**Source records:**

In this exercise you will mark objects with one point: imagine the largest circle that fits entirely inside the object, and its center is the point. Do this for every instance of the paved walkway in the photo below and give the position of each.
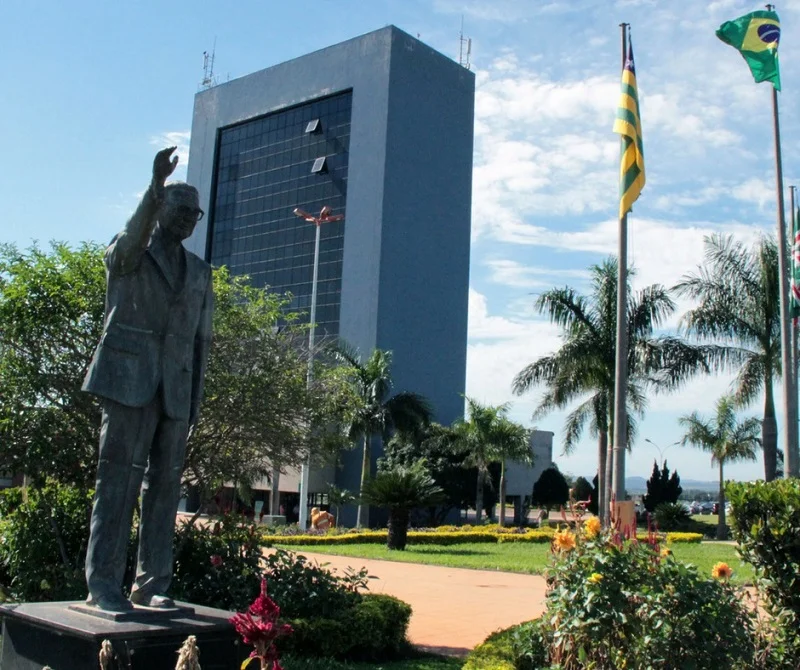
(454, 609)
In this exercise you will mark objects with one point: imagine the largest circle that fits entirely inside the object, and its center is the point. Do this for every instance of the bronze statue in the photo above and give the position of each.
(148, 370)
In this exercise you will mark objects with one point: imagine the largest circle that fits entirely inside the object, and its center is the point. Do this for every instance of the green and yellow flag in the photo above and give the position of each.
(756, 36)
(628, 124)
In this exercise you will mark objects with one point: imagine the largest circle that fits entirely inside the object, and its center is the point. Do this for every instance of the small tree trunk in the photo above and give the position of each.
(479, 498)
(362, 517)
(503, 492)
(722, 529)
(769, 430)
(397, 536)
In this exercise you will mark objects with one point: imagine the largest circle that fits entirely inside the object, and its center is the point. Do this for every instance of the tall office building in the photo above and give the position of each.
(380, 129)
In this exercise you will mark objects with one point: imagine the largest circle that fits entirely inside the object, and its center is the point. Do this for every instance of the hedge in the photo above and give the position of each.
(374, 630)
(414, 537)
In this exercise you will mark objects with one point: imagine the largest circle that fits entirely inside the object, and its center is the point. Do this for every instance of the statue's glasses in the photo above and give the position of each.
(186, 212)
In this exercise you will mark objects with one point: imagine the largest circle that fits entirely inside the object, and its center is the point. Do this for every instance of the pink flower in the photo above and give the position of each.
(260, 627)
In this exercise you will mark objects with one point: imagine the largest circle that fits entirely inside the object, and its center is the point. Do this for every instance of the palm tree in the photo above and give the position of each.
(487, 436)
(377, 414)
(726, 439)
(739, 308)
(401, 489)
(583, 368)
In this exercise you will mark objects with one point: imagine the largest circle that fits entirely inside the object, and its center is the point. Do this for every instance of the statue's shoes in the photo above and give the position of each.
(110, 603)
(161, 602)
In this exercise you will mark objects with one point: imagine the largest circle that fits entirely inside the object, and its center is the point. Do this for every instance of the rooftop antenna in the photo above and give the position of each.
(463, 59)
(209, 79)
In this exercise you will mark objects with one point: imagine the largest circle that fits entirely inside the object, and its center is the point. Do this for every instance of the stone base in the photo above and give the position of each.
(65, 638)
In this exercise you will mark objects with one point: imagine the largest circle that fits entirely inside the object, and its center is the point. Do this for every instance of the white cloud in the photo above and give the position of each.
(180, 140)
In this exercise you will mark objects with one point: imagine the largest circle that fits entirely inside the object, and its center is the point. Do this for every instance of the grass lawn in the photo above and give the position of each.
(423, 663)
(526, 558)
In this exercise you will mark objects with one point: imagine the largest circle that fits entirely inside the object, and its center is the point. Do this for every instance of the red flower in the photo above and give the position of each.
(260, 627)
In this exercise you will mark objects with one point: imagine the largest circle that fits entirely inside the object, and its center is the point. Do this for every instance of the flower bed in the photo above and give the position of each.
(480, 534)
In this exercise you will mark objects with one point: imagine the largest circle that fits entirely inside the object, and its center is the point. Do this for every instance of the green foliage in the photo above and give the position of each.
(662, 487)
(739, 311)
(582, 489)
(766, 524)
(43, 543)
(727, 440)
(217, 566)
(373, 629)
(551, 489)
(671, 516)
(51, 318)
(305, 590)
(376, 413)
(616, 604)
(257, 407)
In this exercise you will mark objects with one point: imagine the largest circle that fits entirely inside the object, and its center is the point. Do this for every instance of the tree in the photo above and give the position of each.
(376, 414)
(582, 490)
(487, 436)
(583, 368)
(662, 487)
(739, 308)
(551, 489)
(51, 319)
(258, 409)
(726, 439)
(401, 489)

**Task brief:**
Everything in the listing above is to be given again exactly, apart from the pictures.

**Response to the task:**
In this exercise you will mark objects with one point: imagine the largest circle that fits entirely inside the object, and its center is the point. Do this for every instance of the paved walkway in the photo below and give the position of each.
(454, 609)
In this exercise you will mark objects with one point: imagine the largest circle that fits entirely inside the object, and its center is the point. Do this for every instance of the bronze statue in the photo above and give the position of each.
(148, 370)
In this exercise you will mark objects with one point: imagine the largest circle that fits entirely inside the object, and its center is the point. Do this for every instance of the green and yellow flag in the photo above and give the position of each.
(756, 36)
(628, 124)
In this exercise you will mark objects with one point: imagine the largest circle that fits entirely inside the object, and its center is the point. Do this for every instance of the small tree trunk in the photo above and give the position of each.
(479, 498)
(362, 517)
(503, 492)
(722, 529)
(769, 430)
(397, 536)
In this exercise you will mark objects with one point: imagine the largest circle that fits entirely inside the object, and its center is the point. Do this for every instance of the tall office building in the photo above and give the position of each.
(380, 129)
In this exercise you will mark objects with one point: imagine the largest circle that fits entirely inside the object, and its center is the point. Do this for every instance of the hedge in the photo above and give the position of each.
(374, 630)
(414, 537)
In this exercise you will mark objects with one point: imagine the largest circle that fits entirely inside the object, and its center is the point. Do this for every instance of the statue's glasses in the photo above and give the position of each.
(186, 212)
In this exercise you will mark objects with one point: imagine the largest circle that fits entirely inside the object, and its center is the point. Do this for every instance of the pink flower in the photo above and give the position of each.
(260, 627)
In this exercise you will mark objects with one point: imagine the largest circle that fits entirely inside the object, and its center is the point. Do this for every instance of the palm tree in the photo above and give the position of each.
(487, 436)
(377, 414)
(726, 439)
(739, 308)
(401, 489)
(583, 368)
In this exercise you will mark objects with one point: imagine the largest circle that fits entirely inside the object, and its center is the point. Do this for every instance of the statue's shoes in the photo above and give the position of each.
(110, 603)
(161, 602)
In this exercise you will mark objects with one point: imagine the largest circle that fits entirely inside the object, and its center is the point. Do this for every instance of the rooftop antenna in the photo above and give the position of each.
(463, 59)
(209, 79)
In this exercise you will mark objects with one point: imagine the largest circle that fits entirely inside the object, and its center is the point. Do this for every instance of the stone base in the photo above and give the position of each.
(65, 638)
In this exercise you will mark objects with one point: imagine the largest circle that fits entirely inside the object, and its center is the point. Do this for every instance of the white cloud in the photo above and give the position of each.
(180, 140)
In this exercise you will mark objects with one point: imagine the largest circle that fits entirely inside the object, and its center is the point. Do this for every instance of the grass lawn in the photo above and give the position of each.
(423, 663)
(526, 558)
In this exercise you will mark objects with one point: imagine the largest circle that fits entirely inside the object, and its center is the point. Do this for every instance of the red flower in the photo above and give the position of each.
(260, 627)
In this exercise you will mark objects with one point: imagine the largest circle that fits entirely inside the object, and its center is the point. Do this for every instance of the flower bed in the photo above and give the position of each.
(480, 534)
In this exercise you will mark objects with one point: imagine the largest circle that fits entirely inside the object, and its center is the point. Do this for every instance of the green foliage in the photo above and give the position of each.
(662, 487)
(739, 311)
(582, 489)
(766, 524)
(43, 543)
(727, 440)
(217, 566)
(373, 629)
(551, 489)
(671, 516)
(51, 318)
(305, 590)
(376, 413)
(616, 604)
(257, 407)
In this exercise you will mark objects with one point: imagine the largest circle that fits entirely inside the object, and its center is the point. Do this for every instance of the tree in the photo above and give the position of each.
(376, 414)
(582, 490)
(487, 436)
(583, 368)
(662, 487)
(739, 308)
(551, 489)
(51, 319)
(258, 409)
(726, 439)
(401, 489)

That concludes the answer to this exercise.